_Texto extraído_
As ações fazem parte das estratégias do governo federal para eliminar doenças que acometem, de forma mais intensa, as populações de maior vulnerabilidade social. Esse também é o caso do Comitê Interministerial para Eliminação da Tuberculose e Outras Doenças Determinadas Socialmente (CIEDDS), uma iniciativa inédita, que reúne nove ministérios e vai funcionar até janeiro de 2030 sob coordenação do Ministério da Saúde.
Dados da pasta apontam que, entre 2017 e 2021, as doenças determinadas socialmente foram responsáveis pela morte de mais de 59 mil pessoas no Brasil. O plano de trabalho inicial inclui enfrentar 11 dessas enfermidades – como malária, esquistossomose, doença de Chagas e hepatites virais – além da transmissão vertical de sífilis, hepatite B, HIV e HTLV. Essa estratégia está alinhada aos Objetivos de Desenvolvimento Sustentável (ODS) da Organização das Nações Unidades (ONU).

_Dados de origem_
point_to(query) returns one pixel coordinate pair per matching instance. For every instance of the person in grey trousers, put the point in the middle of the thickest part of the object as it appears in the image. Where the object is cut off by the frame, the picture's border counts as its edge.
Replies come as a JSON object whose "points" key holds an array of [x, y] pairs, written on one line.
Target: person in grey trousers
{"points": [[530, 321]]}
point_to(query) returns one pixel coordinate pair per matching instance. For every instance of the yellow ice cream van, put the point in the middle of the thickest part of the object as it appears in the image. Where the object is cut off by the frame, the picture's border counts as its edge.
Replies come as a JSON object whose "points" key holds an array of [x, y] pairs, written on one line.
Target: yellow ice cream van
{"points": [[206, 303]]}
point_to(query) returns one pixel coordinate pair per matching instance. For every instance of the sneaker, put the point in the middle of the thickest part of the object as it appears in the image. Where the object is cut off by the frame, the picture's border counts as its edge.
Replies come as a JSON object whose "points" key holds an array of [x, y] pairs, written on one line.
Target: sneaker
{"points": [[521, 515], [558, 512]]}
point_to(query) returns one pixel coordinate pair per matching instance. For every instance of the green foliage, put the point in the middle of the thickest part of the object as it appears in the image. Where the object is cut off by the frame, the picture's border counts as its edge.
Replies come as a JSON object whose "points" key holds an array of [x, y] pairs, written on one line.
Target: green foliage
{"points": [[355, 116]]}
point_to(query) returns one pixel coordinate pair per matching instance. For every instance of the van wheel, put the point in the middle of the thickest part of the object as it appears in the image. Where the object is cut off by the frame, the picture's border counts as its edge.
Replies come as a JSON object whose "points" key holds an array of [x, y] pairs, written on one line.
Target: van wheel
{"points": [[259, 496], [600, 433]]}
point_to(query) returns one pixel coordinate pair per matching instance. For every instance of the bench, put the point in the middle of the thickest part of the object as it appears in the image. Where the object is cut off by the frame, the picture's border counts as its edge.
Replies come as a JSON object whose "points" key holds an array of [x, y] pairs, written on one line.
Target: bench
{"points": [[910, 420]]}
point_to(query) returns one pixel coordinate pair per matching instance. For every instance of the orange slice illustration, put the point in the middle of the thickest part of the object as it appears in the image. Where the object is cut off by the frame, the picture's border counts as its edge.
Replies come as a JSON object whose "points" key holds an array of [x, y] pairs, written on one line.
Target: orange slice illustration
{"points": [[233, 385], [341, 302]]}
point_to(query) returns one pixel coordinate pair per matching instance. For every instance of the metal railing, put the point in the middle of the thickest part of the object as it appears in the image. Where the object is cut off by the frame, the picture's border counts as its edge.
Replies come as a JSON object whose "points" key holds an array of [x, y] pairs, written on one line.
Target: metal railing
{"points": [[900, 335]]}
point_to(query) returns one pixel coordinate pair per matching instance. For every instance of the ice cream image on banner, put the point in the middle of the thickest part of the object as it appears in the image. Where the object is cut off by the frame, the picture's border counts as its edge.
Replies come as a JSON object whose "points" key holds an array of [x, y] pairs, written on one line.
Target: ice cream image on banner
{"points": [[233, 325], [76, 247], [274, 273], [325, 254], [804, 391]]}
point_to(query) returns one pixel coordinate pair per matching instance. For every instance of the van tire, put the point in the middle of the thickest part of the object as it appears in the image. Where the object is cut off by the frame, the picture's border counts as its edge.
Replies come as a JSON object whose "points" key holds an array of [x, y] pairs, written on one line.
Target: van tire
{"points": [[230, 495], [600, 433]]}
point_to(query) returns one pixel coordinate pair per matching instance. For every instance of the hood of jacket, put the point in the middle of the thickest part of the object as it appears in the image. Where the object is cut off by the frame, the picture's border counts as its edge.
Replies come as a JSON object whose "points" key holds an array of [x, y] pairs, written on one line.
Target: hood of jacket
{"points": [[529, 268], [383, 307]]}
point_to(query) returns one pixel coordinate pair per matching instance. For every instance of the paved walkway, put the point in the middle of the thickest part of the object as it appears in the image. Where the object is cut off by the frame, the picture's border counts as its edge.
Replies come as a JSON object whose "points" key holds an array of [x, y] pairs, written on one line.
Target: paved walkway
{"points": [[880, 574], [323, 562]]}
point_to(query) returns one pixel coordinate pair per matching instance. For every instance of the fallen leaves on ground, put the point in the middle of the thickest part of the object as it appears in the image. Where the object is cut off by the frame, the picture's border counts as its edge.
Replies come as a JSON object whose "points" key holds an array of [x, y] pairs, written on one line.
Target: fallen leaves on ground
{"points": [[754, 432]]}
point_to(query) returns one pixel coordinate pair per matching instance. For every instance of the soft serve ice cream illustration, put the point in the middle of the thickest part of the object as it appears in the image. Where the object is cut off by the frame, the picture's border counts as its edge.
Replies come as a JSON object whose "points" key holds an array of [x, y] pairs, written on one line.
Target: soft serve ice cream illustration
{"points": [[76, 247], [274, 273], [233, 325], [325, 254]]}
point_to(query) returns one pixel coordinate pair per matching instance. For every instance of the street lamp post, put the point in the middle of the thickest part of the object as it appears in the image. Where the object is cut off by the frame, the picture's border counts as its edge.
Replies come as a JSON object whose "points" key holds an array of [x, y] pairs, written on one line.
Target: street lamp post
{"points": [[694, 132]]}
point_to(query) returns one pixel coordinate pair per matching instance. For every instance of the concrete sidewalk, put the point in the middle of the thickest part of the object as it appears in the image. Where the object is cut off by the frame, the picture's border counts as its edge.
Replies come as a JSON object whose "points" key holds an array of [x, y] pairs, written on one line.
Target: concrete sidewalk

_Instruções do exercício_
1 - As afirmações abaixo concordam com o texto sobre o comitê de eliminação da tuberculose? Para cada uma, responda sim ou não e cite literalmente as palavras do texto que decidem.
(a) O comitê reúne nove ministérios.
(b) O comitê funcionará sob coordenação do Ministério da Economia.
(c) Entre 2017 e 2021, as doenças determinadas socialmente causaram mais de 59 mil mortes no Brasil.
2 - Segundo o texto sobre o comitê de eliminação da tuberculose, quantas doenças determinadas socialmente o plano de trabalho inicial pretende enfrentar?
3 - Retome o texto sobre o comitê de eliminação da tuberculose, começando logo após a última frase apresentada.

_Respostas às tarefas_
1 -
(a) Sim: "reúne nove ministérios".
(b) Não: "sob coordenação do Ministério da Saúde".
(c) Sim: "foram responsáveis pela morte de mais de 59 mil pessoas no Brasil".

2 - 11 doenças determinadas socialmente.

3 -
Especificamente sobre a sífilis, o objetivo é eliminar a sífilis congênita como problema de saúde pública. A sífilis congênita é consequência da transmissão da sífilis durante a gestação e/ou parto. Já sobre o HIV, a meta é ter 95% das pessoas vivendo com HIV diagnosticadas, destas, 95% em tratamento e 95% com carga viral controlada.
A instalação do CIEDDS parte da premissa que garantir o acesso apenas ao tratamento em saúde não é suficiente para atingir essas metas. É preciso propor políticas públicas intersetoriais que sejam voltadas para a equidade em saúde e para a redução das desigualdades sociais, fator diretamente ligado às causas do problema.